[Start of TASK DATA]

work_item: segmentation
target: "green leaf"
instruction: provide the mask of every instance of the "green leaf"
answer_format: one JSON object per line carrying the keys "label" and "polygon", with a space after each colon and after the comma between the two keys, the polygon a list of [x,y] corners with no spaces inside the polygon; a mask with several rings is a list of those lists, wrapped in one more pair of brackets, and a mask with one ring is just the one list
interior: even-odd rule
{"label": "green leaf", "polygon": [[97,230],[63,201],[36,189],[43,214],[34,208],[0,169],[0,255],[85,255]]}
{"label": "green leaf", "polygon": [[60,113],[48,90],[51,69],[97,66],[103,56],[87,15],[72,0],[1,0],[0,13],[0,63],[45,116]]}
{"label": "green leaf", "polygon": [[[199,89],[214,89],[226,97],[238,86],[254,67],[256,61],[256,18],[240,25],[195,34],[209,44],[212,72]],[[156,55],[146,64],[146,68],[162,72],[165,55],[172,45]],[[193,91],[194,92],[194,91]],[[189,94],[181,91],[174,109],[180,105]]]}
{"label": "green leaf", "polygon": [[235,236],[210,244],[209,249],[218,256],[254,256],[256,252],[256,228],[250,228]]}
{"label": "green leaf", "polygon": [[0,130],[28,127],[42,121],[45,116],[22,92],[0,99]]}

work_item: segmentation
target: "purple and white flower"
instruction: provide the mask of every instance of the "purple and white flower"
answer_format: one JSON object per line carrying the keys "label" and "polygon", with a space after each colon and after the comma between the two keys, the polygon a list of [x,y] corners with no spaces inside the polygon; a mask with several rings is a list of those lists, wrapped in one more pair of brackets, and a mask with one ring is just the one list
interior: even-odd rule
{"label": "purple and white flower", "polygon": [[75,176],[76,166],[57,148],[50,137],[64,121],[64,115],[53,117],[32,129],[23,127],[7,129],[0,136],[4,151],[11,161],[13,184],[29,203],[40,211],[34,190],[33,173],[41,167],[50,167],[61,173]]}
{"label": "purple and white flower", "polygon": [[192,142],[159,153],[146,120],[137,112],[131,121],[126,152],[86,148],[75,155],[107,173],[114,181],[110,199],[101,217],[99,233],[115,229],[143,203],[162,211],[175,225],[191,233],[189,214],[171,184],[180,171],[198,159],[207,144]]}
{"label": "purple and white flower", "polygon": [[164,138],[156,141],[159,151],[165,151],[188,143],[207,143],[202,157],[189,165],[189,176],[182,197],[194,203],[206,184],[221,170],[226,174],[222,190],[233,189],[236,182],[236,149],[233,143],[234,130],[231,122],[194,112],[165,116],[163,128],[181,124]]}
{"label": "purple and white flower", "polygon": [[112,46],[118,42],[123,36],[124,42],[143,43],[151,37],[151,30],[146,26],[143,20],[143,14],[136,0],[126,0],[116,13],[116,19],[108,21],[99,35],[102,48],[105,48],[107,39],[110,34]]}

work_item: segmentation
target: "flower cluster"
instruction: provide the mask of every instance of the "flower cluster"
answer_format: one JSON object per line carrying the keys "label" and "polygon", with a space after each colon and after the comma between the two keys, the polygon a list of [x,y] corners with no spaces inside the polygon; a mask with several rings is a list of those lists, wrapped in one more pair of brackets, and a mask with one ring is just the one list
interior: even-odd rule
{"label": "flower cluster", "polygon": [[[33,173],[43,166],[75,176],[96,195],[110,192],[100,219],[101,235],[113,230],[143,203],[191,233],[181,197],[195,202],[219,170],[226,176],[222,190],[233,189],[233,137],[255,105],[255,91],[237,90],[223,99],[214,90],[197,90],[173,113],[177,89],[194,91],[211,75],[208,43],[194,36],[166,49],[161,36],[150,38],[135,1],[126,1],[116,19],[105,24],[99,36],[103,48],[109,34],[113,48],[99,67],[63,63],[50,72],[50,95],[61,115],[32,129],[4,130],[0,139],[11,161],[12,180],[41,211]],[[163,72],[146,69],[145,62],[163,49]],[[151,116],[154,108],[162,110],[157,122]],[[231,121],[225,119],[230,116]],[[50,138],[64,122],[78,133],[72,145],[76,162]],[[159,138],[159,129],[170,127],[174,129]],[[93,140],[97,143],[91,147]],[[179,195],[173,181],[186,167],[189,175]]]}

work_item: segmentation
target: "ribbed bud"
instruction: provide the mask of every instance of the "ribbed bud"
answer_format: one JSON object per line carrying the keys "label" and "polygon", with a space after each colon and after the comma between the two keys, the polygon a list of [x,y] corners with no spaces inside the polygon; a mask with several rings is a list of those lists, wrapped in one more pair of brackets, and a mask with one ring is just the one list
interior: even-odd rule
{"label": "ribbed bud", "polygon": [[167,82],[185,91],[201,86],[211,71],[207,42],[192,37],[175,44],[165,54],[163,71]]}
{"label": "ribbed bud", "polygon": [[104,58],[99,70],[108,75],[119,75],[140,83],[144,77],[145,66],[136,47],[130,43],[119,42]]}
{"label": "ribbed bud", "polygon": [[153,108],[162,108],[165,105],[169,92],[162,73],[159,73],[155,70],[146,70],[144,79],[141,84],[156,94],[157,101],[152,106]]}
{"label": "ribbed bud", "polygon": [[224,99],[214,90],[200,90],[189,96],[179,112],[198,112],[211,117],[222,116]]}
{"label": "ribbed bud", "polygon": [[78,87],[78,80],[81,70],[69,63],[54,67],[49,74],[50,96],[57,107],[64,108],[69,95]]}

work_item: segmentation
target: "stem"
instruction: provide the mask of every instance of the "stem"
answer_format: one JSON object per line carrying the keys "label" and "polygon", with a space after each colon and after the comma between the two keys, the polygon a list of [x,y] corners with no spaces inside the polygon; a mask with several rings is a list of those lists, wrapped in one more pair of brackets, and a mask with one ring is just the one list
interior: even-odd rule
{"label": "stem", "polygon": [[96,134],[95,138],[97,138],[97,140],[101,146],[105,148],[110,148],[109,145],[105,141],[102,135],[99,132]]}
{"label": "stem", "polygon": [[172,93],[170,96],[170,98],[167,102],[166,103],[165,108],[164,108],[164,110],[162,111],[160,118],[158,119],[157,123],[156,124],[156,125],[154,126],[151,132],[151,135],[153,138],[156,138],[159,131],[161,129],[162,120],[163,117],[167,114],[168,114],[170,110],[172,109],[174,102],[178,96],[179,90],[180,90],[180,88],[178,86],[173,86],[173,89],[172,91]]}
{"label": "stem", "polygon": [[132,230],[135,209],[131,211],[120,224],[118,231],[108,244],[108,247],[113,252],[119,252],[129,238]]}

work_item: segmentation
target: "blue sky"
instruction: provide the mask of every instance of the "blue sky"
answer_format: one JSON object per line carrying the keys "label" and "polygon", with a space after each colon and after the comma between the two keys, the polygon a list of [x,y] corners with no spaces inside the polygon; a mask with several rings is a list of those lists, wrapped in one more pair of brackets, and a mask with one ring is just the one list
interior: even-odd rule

[End of TASK DATA]

*THE EXERCISE*
Copy out each line of the material above that contains the string "ribbed". Letter case matters.

*WRITTEN SOLUTION*
target: "ribbed bud"
instruction: provide the mask of every instance of the "ribbed bud"
{"label": "ribbed bud", "polygon": [[167,82],[185,91],[201,86],[211,71],[207,42],[192,37],[175,44],[165,54],[163,71]]}
{"label": "ribbed bud", "polygon": [[104,58],[99,70],[108,75],[119,75],[140,83],[144,77],[145,66],[136,47],[130,43],[119,42]]}
{"label": "ribbed bud", "polygon": [[153,108],[162,108],[165,105],[169,92],[162,73],[159,73],[155,70],[146,70],[144,79],[141,84],[156,94],[157,101],[152,106]]}
{"label": "ribbed bud", "polygon": [[224,99],[214,90],[200,90],[189,96],[179,112],[198,112],[211,117],[222,116]]}
{"label": "ribbed bud", "polygon": [[78,87],[78,80],[81,70],[69,63],[54,67],[49,74],[50,96],[57,107],[64,108],[69,95]]}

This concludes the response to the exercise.